## Zu erledigende Aufgaben
A: Übersetze aus dem Auszug über die Kreuzwegbilder den Satz „Wann genau die Kreuzwegbilder entstanden und wer ihr Urheber war, ist nicht bekannt.“ ins Englische.
B: Schreibe den Auszug über die Kreuzwegbilder im Anschluss an seinen letzten Satz fort.

## Auszug
━━━━━━

Beschreibung
In der römisch-katholischen Pfarrkirche St. Antonius von Padua in Bad Wünnenberg befinden sich Kreuzwegbilder, deren bildliche Gestaltung judenfeindliche Symbolik transportiert. Die Saalkirche, deren heutiger Bau zwischen 1678 und 1679 entstand, blickt auf eine lange Geschichte zurück, die bis ins 9. Jahrhundert reicht. Wann genau die Kreuzwegbilder entstanden und wer ihr Urheber war, ist nicht bekannt. Die judenfeindliche Bildsprache dieser Darstellungen ist jedoch bis heute von Bedeutung.
Das erste Bild der Kreuzwegstationen zeigt eine Szene im Palast des römischen Statthalters Pontius Pilatus: Dieser wäscht seine Hände in Unschuld.1 Im Vordergrund führt ein römischer Soldat Jesus von Nazareth ab. Auffällig ist eine Figur hinter dem Soldaten, deren Gesichtszüge nahezu identisch mit der des römischen Soldaten sind, die jedoch durch einen Turban als jüdisch markiert ist. Die Physiognomie dieser beiden Figuren greift klassische antisemitische Stereotype auf: gebogene Nase, wulstige Augenbrauen, hervortretende Augen. Diese Merkmale heben sich deutlich von jenen anderer abgebildeter Personen wie Pilatus oder dem Knaben mit der Waschschüssel ab und gehen einher mit Unterstellungen wie Verschlagenheit, Grausamkeit, Hinterlist und Unmenschlichkeit. Der Eindruck entsteht, nicht die römische Besatzungsmacht, sondern „die Juden“ seien die wahren Drahtzieher hinter Jesu Tod. Damit wird eine Bildbotschaft vermittelt, die den sogenannten Gottesmordmythos reproduziert – die kollektive Schuldzuschreibung an das jüdische Volk für die Kreuzigung Jesu.

In den weiteren Kreuzwegstationen treten römische Soldaten nur noch vereinzelt auf – meist am Bildrand oder im Hintergrund. Stattdessen dominieren Figuren, die entweder neutral oder als jüdisch gekennzeichnet sind, oft durch Kleidung oder Kopfbedeckungen. Die Handlung scheint zunehmend durch jüdisch zu lesende Akteure bestimmt, darunter auch Personen, die als jüdische Autoritäten dargestellt sind. Diese ikonografische Erzählweise bekräftigt erneut den Gottesmordmythos und fördert die Vorstellung, das Judentum sei für den Tod Jesu verantwortlich.

━━━━━━

## Dateneinträge

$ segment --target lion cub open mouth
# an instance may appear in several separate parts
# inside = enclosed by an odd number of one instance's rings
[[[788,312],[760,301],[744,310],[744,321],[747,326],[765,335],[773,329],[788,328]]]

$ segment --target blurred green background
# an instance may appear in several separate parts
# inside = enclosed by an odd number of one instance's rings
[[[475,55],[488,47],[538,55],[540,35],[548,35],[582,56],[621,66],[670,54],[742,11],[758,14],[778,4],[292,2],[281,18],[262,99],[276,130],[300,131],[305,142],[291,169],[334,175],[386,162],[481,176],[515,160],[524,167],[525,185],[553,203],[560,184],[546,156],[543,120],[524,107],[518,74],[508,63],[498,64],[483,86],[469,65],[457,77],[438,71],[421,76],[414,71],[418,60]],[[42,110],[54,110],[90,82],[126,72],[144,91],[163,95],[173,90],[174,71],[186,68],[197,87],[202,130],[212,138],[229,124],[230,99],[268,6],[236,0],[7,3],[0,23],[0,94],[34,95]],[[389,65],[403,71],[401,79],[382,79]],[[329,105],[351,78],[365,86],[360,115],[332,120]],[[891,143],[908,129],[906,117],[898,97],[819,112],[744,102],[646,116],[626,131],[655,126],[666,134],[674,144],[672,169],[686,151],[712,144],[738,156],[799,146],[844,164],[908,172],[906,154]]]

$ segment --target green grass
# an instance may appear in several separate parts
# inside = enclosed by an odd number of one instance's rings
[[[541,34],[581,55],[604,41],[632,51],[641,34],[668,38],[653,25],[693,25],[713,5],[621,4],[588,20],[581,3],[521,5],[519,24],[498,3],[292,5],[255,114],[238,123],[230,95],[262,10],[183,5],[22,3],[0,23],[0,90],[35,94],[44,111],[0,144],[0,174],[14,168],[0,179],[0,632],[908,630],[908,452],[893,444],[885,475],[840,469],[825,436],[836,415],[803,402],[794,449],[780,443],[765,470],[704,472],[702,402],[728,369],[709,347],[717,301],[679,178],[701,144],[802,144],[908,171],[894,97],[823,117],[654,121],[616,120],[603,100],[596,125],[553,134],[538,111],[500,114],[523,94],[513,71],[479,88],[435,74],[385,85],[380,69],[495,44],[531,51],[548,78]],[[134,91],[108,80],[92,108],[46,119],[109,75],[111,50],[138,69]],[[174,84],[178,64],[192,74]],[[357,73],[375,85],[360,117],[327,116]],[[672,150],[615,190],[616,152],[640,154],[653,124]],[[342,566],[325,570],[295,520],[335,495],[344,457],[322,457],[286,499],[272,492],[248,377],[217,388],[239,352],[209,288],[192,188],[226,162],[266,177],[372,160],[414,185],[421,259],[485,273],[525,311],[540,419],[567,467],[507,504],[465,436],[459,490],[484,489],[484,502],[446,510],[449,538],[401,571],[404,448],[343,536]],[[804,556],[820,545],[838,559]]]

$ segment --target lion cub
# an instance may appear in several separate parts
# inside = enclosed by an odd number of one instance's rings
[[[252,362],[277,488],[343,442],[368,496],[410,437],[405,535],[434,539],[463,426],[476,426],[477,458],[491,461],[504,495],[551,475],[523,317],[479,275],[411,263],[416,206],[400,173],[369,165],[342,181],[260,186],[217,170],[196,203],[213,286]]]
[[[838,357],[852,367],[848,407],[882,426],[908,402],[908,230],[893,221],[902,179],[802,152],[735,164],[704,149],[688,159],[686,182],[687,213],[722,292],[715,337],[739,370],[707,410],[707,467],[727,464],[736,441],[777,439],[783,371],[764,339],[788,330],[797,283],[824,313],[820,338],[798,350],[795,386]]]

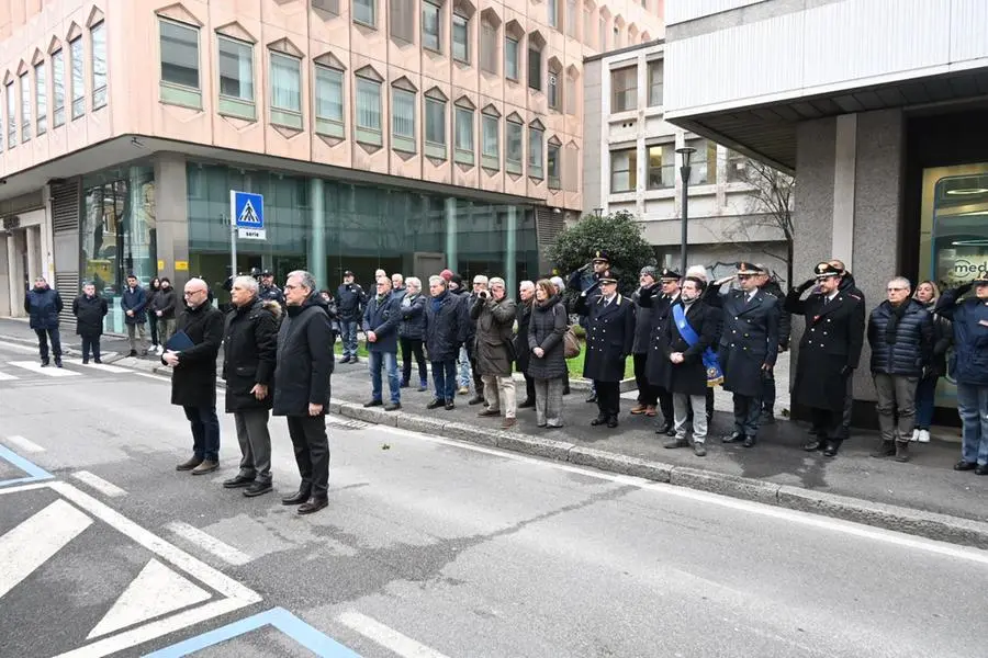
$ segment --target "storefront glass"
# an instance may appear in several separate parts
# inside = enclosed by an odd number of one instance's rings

━━━━━━

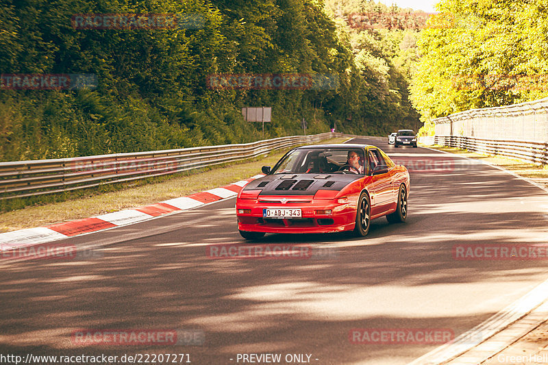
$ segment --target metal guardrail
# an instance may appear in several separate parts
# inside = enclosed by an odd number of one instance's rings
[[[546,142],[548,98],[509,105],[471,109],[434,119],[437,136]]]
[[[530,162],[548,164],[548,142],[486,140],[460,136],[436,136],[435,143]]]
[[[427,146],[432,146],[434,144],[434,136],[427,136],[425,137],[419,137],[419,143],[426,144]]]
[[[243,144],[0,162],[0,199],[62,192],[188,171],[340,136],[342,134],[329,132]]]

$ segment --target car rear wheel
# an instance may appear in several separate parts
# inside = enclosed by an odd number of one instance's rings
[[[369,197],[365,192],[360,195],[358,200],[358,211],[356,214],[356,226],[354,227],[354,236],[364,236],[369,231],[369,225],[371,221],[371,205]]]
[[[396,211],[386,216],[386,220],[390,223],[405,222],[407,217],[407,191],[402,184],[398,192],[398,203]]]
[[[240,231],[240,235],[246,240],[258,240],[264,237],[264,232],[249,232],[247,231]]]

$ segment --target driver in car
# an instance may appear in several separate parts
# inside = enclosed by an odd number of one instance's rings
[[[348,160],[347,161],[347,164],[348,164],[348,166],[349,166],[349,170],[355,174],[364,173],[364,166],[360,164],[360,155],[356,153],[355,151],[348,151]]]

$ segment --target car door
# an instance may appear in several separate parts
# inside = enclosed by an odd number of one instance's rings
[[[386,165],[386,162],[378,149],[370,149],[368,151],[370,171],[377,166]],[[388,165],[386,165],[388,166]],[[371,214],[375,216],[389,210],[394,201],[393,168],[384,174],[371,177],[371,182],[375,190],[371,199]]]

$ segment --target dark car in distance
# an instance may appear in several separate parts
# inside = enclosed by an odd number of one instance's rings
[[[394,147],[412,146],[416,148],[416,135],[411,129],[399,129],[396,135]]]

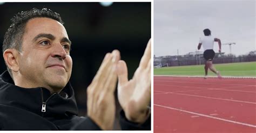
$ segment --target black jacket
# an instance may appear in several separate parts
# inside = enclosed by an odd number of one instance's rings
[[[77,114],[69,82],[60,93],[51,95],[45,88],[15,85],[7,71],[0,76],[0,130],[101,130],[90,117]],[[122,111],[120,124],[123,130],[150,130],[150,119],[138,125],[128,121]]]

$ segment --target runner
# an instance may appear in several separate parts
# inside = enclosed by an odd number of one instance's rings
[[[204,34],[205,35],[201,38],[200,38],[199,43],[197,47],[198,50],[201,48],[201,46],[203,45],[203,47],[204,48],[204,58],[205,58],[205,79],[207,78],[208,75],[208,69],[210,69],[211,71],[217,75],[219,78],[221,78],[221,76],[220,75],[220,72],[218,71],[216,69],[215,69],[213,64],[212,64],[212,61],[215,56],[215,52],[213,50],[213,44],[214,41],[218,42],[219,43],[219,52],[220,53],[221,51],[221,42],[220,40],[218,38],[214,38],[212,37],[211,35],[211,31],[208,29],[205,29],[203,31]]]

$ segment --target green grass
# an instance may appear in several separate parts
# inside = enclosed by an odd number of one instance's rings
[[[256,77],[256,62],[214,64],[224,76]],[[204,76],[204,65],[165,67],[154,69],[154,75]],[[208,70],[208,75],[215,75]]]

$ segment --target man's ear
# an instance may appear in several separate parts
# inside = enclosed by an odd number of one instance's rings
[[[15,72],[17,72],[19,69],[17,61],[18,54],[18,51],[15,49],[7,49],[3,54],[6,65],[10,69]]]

━━━━━━

## Erwartete Lösungen
A: When exactly the Stations of the Cross paintings were created and who made them is not known.

B:
Dieser Mythos hat keine biblische Grundlage. In Johannes 19,23 wird ausdrücklich erwähnt, dass römische Soldaten im Auftrag von Pilatus die Kreuzigung ausführten. Auch außerbiblische Quellen bestätigen, dass allein die Römer die rechtliche Autorität zur Vollstreckung der Todesstrafe besaßen.2 Dennoch verbreiteten frühchristliche Theologen wie Prudentius, Hilarius von Poitiers oder Ambrosius von Mailand die Vorstellung vom „Gottesmord“ durch Juden und nutzten sie zur religiösen Abgrenzung und Diskreditierung des Judentums.3

Diese Anschuldigung prägte das christliche Judenbild über Jahrhunderte hinweg und wurde zu einem zentralen Element kirchlich legitimierter Judenfeindschaft. Der Gottesmordmythos entwickelte sich über die Theologie hinaus zu einem gesellschaftlichen Instrument der Ausgrenzung und Verfolgung. Die Vorstellung von den „Gottesmördern“ wurde Bestandteil der Volksfrömmigkeit und setzte sich als kulturelles Erbe über Generationen fort.4 In der Geschichte diente diese Erzählung immer wieder zur Rechtfertigung antisemitischer Diskriminierung – bis hin zur Shoah.
Die Kreuzwegbilder in der Kirche St. Antonius sind daher nicht nur Ausdruck religiöser Kunst, sondern ebenso ein Spiegel tiefer judenfeindlicher Narrative, die sich über Jahrhunderte in der christlichen Ikonografie und Kultur verfestigt haben. Wenn diese Darstellungen weiterhin öffentlich gezeigt werden, bedarf es einer sorgfältigen, ortsgebundenen Einordnung und Kontextualisierung. Betrachter:innen müssen über die judenfeindlichen Elemente dieser Bilder informiert werden, um deren Wirkung zu verstehen.
Zugleich ist eine klare Distanzierung von der in diesen Darstellungen enthaltenen Bildsprache unerlässlich. Es muss deutlich gemacht werden, dass diese Stereotype und Botschaften nicht dem christlichen Glauben entsprechen. Die Kirche steht in der Verantwortung, sich aktiv von solchen Bildinhalten zu lösen und historische Zusammenhänge so aufzubereiten, dass Besucher:innen zu einer kritischen Auseinandersetzung befähigt werden. Die Kreuzwegbilder dürfen nicht lediglich als historische Kunstwerke betrachtet werden, sondern müssen auch in ihrer Wirkung erkannt und entsprechend problematisiert werden. Denn die Vorstellung einer kollektiven jüdischen Schuld an Jesu Tod sowie des jüdischen Wirkens im Hintergrund von Unheil ist bis heute ein wirkmächtiges Element antisemitischer Ideologie.
Der Beitrag “Die Gottesmordlegende: Grundlage für judenfeindliche Passionsdarstellungen über Jahrhunderte” in unserem Kontextbereich stellt die Ursprünge und Entwicklungen der Gottesmordlegende ausführlich dar.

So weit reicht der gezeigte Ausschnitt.